As it now stands, the errors and omissions insurance carrier for the board of directors have stepped in and are considering some involvement due to the board’s failure to take the necessary actions that would have prevented the first party carrier from denying coverage.
From my experience, this is not an isolated claim event. In fact, it is fairly routine with condominium associations. No one wants to own up and take responsibility, but instead places the responsibility on the other party. So, while we continue on with this loss, hopefully this example will provide some inspiration to folks who live in condominium and homeowner associations to better educate themselves about not only what you purchased, but what the practices and procedures are in dealing with a property loss where overlapping property coexists.
As the tropical storm season ramps up, now is a good time to visit with your insurance agent, get an inspection, attend a board of directors meeting or ask questions to your association management company. Ask if the master association has a disaster plan in place. Find out what property you will be required to fix versus the master association’s property. Know what type of insurance coverage you will need, as well as possible out of pocket expenses you will be required to pay in the form of assessments levied by your board of directors.
Also make sure you understand what type of communal property you own. Some properties may look like condominiums but in fact may be homeowner’s association where the property is owned free simple which would require the unit owner to purchase a HO 3 homeowner policy.
Finally, not to be an alarmist but there was some recent news published that FEMA may not provide funding for communal living communities going forward following a disaster. There is ample recent evidence of FEMA cutting back on emergency funding from wild fires out west, to flooding in some of our southern states. From my experience, there will be a lot of financial losses in communal living communities to property that will be damaged such as parking areas, landscaping, recreational areas and other types of property commonly excluded in standard wind/flood policies.

[Dataset entries]
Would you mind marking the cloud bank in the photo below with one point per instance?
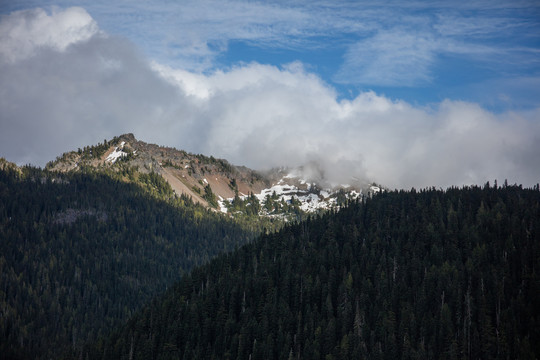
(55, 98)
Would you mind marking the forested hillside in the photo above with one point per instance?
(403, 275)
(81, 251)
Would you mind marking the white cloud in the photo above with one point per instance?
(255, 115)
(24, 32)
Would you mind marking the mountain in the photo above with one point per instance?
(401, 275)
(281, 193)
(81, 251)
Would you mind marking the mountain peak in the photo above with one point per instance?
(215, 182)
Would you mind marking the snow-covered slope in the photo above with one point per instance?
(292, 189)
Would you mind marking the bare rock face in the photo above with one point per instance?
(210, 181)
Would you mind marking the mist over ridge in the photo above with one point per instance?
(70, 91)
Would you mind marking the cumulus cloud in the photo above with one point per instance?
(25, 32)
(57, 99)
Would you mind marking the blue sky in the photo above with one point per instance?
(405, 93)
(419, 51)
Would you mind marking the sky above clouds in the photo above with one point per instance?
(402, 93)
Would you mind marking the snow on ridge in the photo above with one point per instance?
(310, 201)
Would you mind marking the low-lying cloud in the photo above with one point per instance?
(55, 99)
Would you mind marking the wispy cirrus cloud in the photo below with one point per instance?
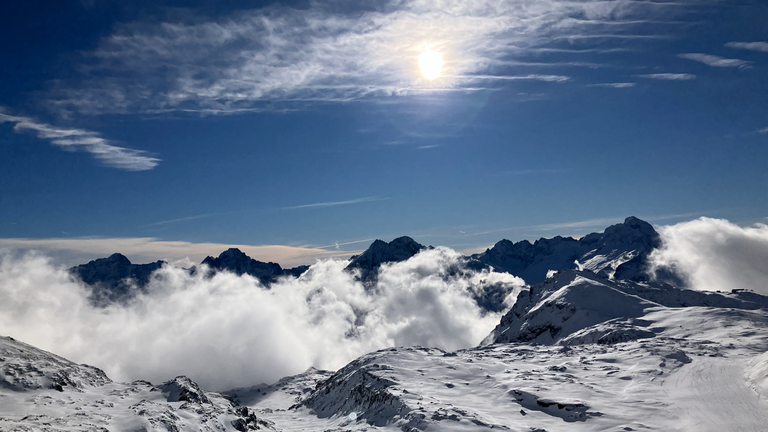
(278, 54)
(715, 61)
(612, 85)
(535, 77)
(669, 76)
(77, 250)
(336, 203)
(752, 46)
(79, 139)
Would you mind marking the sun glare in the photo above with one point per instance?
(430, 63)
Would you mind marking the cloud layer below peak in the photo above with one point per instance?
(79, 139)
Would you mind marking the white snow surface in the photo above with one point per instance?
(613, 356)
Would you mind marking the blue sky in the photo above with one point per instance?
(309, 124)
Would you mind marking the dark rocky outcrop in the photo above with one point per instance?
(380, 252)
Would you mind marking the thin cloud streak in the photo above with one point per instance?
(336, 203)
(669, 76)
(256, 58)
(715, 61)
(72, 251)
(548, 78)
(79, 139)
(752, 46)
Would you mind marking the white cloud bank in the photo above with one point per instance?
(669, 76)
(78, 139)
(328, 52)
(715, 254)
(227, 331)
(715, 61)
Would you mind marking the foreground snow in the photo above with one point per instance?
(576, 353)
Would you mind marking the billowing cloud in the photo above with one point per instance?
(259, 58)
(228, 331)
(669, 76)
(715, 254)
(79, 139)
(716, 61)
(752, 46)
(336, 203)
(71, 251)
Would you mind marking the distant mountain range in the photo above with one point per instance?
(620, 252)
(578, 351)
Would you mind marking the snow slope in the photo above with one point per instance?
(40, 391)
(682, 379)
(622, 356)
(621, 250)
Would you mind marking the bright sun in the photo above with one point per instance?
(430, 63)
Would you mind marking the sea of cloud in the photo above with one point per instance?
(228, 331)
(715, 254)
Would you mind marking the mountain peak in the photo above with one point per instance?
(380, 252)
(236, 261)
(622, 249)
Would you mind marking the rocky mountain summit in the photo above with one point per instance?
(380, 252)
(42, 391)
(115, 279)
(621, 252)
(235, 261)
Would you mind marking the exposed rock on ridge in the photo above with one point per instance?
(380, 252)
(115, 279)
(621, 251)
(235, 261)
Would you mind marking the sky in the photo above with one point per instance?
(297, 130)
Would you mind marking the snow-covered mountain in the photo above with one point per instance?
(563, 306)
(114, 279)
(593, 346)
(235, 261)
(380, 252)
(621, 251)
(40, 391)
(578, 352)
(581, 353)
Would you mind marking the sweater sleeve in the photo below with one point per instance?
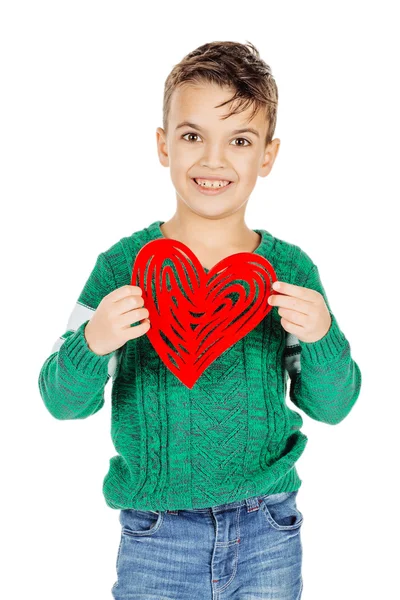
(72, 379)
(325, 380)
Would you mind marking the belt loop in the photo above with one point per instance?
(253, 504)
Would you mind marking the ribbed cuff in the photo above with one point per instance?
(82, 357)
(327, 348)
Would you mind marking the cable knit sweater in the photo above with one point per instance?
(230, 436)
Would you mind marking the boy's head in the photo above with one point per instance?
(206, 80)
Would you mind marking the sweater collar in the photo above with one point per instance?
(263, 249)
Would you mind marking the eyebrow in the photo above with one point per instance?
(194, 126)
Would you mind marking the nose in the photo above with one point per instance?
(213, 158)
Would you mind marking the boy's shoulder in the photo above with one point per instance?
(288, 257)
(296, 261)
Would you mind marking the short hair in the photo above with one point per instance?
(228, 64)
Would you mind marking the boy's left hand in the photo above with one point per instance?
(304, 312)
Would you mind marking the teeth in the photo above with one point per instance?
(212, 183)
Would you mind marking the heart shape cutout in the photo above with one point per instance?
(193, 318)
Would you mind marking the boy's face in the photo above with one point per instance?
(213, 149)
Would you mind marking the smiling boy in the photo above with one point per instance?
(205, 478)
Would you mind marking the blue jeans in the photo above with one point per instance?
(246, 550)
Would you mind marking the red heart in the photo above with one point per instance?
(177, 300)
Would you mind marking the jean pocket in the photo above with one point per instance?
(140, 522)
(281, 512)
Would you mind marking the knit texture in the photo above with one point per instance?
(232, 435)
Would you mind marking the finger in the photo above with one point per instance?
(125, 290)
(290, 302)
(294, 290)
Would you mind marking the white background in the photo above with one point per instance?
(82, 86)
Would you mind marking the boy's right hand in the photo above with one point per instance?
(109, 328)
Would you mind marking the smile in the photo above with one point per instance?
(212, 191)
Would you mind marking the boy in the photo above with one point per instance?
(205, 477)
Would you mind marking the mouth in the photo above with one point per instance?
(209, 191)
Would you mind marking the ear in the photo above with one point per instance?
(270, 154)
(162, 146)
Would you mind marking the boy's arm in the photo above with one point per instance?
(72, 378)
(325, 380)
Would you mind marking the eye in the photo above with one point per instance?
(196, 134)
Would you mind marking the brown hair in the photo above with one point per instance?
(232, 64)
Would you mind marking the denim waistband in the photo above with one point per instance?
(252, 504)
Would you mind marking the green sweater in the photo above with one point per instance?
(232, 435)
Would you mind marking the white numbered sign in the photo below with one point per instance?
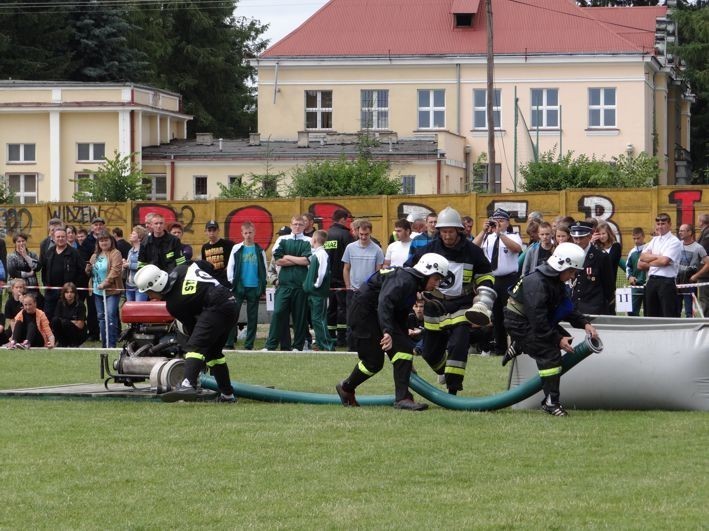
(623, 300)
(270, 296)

* * *

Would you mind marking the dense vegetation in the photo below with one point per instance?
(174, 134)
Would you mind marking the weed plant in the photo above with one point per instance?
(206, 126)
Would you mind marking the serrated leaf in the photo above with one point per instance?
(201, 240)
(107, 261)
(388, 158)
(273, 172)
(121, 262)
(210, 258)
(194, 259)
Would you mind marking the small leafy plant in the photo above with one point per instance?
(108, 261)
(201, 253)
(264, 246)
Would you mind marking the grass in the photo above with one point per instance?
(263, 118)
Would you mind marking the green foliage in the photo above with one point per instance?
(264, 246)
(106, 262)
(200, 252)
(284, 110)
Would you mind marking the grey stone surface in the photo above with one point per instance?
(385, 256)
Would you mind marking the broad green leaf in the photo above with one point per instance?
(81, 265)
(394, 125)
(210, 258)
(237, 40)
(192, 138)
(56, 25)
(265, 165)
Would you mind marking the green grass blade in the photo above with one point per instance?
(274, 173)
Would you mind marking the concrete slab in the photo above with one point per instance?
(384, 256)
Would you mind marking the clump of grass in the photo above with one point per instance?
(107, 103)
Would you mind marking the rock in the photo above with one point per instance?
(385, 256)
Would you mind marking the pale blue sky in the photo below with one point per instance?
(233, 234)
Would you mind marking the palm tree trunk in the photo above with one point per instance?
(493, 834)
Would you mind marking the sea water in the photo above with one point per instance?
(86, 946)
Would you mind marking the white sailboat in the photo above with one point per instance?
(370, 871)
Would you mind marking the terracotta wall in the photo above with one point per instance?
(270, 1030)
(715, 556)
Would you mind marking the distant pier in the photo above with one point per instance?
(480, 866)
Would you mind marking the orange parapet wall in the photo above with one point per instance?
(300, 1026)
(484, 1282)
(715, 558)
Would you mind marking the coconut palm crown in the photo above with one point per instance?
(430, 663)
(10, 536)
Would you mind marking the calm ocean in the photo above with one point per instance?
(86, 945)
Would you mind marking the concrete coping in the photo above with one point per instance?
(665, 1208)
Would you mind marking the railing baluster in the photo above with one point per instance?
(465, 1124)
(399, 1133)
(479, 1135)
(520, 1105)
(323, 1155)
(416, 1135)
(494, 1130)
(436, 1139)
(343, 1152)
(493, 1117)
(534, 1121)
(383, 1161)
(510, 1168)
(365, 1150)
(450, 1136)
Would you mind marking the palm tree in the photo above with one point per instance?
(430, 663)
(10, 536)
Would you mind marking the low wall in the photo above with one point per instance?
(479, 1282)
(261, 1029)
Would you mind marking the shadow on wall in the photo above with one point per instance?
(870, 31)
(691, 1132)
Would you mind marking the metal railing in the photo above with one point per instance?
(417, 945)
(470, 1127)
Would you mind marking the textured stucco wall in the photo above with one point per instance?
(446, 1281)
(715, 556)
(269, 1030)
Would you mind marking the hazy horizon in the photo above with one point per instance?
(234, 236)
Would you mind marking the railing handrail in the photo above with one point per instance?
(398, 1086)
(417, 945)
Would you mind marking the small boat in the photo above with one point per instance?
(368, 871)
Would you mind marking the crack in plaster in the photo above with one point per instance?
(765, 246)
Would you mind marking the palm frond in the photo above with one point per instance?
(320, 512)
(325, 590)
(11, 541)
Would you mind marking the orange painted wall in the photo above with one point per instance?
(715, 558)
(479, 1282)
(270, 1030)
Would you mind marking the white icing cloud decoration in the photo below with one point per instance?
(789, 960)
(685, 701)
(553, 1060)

TASK REQUIREMENTS:
[1] In the passage on condominium insurance, change everything from "Also make sure" down to "standard wind/flood policies." so that "communal living communities" reads "shared-ownership communities" instead.
[2] Write the next part of the passage on condominium association insurance, starting after its final sentence.

EXPECTED OUTPUTS:
[1]
Also make sure you understand what type of communal property you own. Some properties may look like condominiums but in fact may be homeowner’s association where the property is owned free simple which would require the unit owner to purchase a HO 3 homeowner policy.
Finally, not to be an alarmist but there was some recent news published that FEMA may not provide funding for shared-ownership communities going forward following a disaster. There is ample recent evidence of FEMA cutting back on emergency funding from wild fires out west, to flooding in some of our southern states. From my experience, there will be a lot of financial losses in shared-ownership communities to property that will be damaged such as parking areas, landscaping, recreational areas and other types of property commonly excluded in standard wind/flood policies.

[2]
One final tip. We are hearing stories in the field that some folks in the representative business are making promises that if you hire their firm they will get your deductible covered through assessments from the unit owners HO 6 policies. You would be well advised to steer clear of people making these statements since 1.) It is widely accepted that at best 50% of unit owners did not have the foresight to purchase assessment insurance that covers their interest typically if they have no mortgage and of course ignorance plays a big part and 2.) If assessment coverage is purchased, it will be limited to the terms that apply for that particular coverage. As an example, common elements cost of items as mentioned above will likely be excluded for assessment coverage. Finally, on assessments it has been my experience that how the wording is constructed will play a big part on how a HO 6 or a HO 3 carrier will respond. Once the bell is rung and the board sends out notices, the bell cannot be unrung.
Remember read and ask questions. As the old saying goes, “education is when you read the fine print, experience is what you get if you don’t.”